(Exercise requirements):
A) Which club teams has Luidjino Hoyer played for, according to the Luidjino Hoyer profile? List every one of them.
B) Pick up the Luidjino Hoyer profile right after its final sentence and keep writing it.

Luidjino Hoyer

Personal information
- Full name: Luidjino Martir Hojer
- Date of birth: 5 February 1988 (age 38)
- Place of birth: Santa Rosa, Netherlands Antilles
- Height: 1.78 m (5 ft 10 in)
- Position: Midfielder

Team information
- Current team: Magreb '90
- Number: 14

Senior career*
- Years: Team / Apps / (Gls)
- 2009–2014: Victory Boys / ? / (?)
- 2015: Centro Dominguito / ? / (?)
- 2015–: Magreb '90 / 9 / (0)

International career^{‡}
- Curaçao U17
- 2011–: Curaçao / 16 / (0)

= Luidjino Hoyer =

Curaçaoan footballer

Luidjino Martir Hojer (born 5 February 1988) known as Luidjino Hoyer, is a Curaçaoan footballer who plays as a midfielder for Magreb '90 in the Dutch Topklasse and for the Curaçao national team.

==Club career==
Born in Santa Rosa, Curaçao, Netherlands Antilles, Hoyer began his career with S.V. Victory Boys in the Sekshon Pagá, the highest level of football in Curaçao. He parted with the club after six seasons, playing for RKSV Centro Dominguito, whom he helped to their fourth national championship in 2015 winning the FKK Player of the Year award in the process. He then relocated to the Netherlands, signing with V.V. Magreb '90, competing in the Topklasse, the third tier of professional football in the Netherlands. He made his debut on 23 August 2015 in a 2–0 away win against FC Lienden.

(Extracted material):
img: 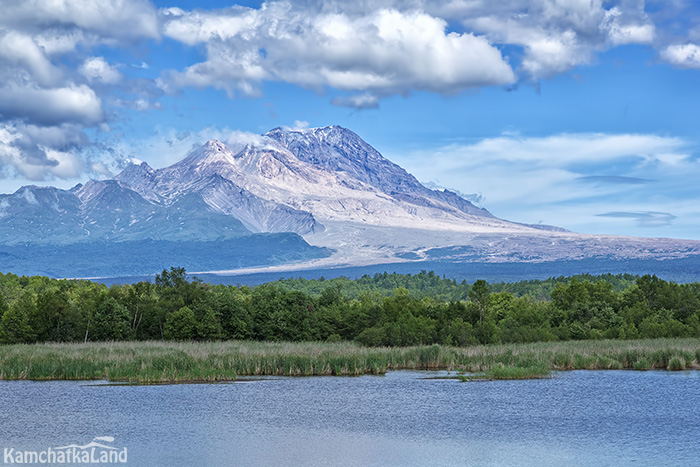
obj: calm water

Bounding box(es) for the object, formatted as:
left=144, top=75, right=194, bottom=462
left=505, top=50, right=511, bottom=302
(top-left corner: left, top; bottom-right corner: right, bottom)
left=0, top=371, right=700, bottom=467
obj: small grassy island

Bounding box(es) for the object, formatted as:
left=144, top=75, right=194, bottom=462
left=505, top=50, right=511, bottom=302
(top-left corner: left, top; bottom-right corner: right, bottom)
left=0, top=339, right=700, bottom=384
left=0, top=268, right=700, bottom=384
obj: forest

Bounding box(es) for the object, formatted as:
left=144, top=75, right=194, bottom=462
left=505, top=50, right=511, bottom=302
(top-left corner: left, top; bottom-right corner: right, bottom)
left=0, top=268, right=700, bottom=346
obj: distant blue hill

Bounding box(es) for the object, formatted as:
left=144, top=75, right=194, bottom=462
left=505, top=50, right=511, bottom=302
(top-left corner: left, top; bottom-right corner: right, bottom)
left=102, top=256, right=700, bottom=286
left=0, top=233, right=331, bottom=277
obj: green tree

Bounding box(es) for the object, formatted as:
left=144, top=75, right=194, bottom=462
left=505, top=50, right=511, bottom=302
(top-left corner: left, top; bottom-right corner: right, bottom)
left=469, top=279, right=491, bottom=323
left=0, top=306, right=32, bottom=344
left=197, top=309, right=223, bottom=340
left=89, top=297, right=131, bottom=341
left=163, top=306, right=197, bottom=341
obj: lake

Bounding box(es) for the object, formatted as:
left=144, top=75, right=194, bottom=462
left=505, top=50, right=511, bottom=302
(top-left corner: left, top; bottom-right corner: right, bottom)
==
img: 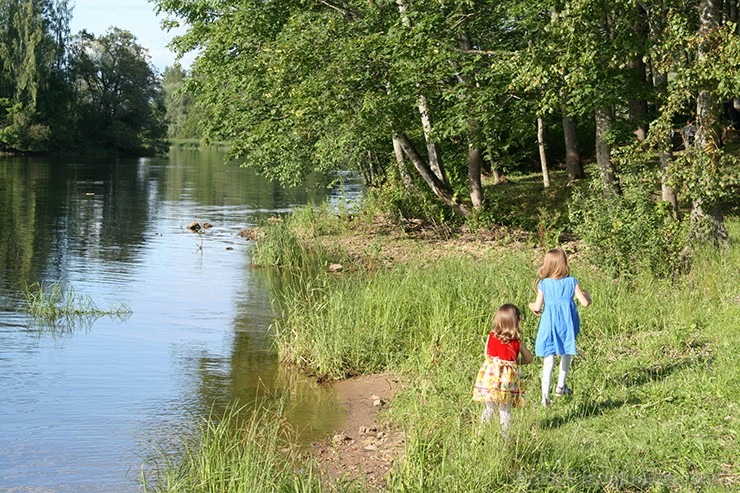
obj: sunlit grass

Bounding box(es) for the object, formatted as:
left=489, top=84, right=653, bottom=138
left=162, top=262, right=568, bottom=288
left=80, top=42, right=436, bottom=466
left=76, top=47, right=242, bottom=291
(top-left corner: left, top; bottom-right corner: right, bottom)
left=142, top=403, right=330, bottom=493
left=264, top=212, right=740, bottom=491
---
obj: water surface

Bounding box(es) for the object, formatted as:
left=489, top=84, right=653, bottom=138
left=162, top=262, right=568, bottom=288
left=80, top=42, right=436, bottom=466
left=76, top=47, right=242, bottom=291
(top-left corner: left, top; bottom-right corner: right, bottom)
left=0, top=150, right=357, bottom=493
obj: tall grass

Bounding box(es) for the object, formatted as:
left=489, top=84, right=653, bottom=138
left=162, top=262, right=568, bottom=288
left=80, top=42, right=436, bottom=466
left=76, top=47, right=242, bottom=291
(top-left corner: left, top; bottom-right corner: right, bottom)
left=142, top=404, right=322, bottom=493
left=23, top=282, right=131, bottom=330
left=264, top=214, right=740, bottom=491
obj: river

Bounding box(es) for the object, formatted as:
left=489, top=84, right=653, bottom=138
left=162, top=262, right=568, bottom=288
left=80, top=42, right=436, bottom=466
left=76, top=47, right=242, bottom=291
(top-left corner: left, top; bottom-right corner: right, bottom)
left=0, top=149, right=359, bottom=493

(Expected responses):
A)
- S.V. Victory Boys
- RKSV Centro Dominguito
- V.V. Magreb '90

B)
==International career==
Hoyer plays for the national team of Curaçao, on 19 August 2011, Hoyer made his first appearance for Curaçao in the countries first official match after the dissolution of the Netherlands Antilles, a friendly encounter against the Dominican Republic ending in a 1–0 loss. He also played in the ABCS Tournament, the 2014 Caribbean Cup and the 2018 FIFA World Cup qualification.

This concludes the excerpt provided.